Reading: Philippians 4: 1-9

Verse Five: Let your gladness be evident to all.  The Lord is near.

Paul has just finished writing about pressing on towards the prize for which God calls us heavenward.  He has spoken about those who believe in Jesus having a citizenship in heaven.  Paul has written of the glorious transformation that will come – the one that He and other believers eagerly await.  Our passage today begins with Paul’s encouragement to “stand firm in the faith”.

Paul quickly shifts gears to plead with two people who appear to be fighting.  Paul asks others in the faith community to help them solve their differences and to “agree with each other in the Lord”.  Paul then again shifts gesrs, maybe giving evidence if why we should be of one mind.  In verse five he writes, “Let your gladness be evident to all.  The Lord is near”.  As we rejoice in the Lord, it really should be evident to all.  And when we feel anxious or begin to worry or doubt, Paul reminds us to take it to the Lord in prayer.  He is near so we should quickly go to Jesus in prayer.  When we do, we will find that peace which passes all understanding.  To summarize: stand firm, be of one mind, rejoice in the Lord, pray often, live in His peace.

(Records)
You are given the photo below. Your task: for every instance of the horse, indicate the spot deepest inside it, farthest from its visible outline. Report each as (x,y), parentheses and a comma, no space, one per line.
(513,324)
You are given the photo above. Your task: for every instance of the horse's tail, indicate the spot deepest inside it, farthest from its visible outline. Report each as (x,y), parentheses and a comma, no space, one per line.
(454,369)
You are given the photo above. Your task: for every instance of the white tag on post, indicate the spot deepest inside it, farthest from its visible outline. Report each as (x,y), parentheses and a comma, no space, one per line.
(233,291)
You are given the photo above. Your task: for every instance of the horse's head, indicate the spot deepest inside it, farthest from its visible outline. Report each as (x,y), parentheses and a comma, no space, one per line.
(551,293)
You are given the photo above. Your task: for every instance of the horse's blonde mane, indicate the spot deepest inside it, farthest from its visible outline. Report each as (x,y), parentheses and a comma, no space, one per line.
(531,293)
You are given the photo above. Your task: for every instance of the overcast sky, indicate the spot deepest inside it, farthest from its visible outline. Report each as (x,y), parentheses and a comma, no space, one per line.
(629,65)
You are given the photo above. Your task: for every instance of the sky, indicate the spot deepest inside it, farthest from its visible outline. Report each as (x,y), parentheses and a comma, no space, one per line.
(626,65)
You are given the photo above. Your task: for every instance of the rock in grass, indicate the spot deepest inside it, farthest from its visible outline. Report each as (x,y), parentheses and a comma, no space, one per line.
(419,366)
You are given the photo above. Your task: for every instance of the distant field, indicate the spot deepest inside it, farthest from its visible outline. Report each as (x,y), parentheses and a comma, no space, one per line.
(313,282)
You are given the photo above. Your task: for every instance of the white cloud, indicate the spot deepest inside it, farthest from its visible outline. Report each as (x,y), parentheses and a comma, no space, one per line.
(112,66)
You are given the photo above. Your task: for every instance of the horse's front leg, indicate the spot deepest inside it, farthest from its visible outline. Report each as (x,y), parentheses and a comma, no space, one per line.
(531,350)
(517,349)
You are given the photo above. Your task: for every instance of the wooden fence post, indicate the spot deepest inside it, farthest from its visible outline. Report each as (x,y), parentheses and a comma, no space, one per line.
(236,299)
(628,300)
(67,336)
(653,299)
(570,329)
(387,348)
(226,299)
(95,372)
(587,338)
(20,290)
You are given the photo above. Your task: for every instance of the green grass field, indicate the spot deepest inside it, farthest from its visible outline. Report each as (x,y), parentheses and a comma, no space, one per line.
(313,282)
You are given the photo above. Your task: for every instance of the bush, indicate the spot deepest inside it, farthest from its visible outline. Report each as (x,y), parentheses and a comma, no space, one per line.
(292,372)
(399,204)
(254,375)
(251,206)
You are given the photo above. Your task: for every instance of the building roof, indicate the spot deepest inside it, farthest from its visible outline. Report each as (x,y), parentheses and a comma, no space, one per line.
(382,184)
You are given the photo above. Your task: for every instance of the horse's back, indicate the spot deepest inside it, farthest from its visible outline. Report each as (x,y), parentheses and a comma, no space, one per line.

(What needs to be done) Please write out the part of the Philippians 4 reflection above that begins at the words "Paul quickly shifts" and stops after "in His peace.".

(Finished answer)
Paul quickly shifts gears to plead with two people who appear to be fighting.  Paul asks others in the faith community to help them solve their differences and to “agree with each other in the Lord”.  Paul then again shifts gesrs, maybe giving evidence if why we should be of one mind.  In verse five he writes, “Let your gladness be evident to all.  The Lord is near”.  As we rejoice in the Lord, it really should be evident to all.  And when we feel anxious or begin to worry or doubt, Paul reminds us to take it to the Lord in prayer.  He is near so we should quickly go to Jesus in prayer.  When we do, we will find that peace which passes all understanding.  To summarize: stand firm, be of one mind, rejoice in the Lord, pray often, live in His peace.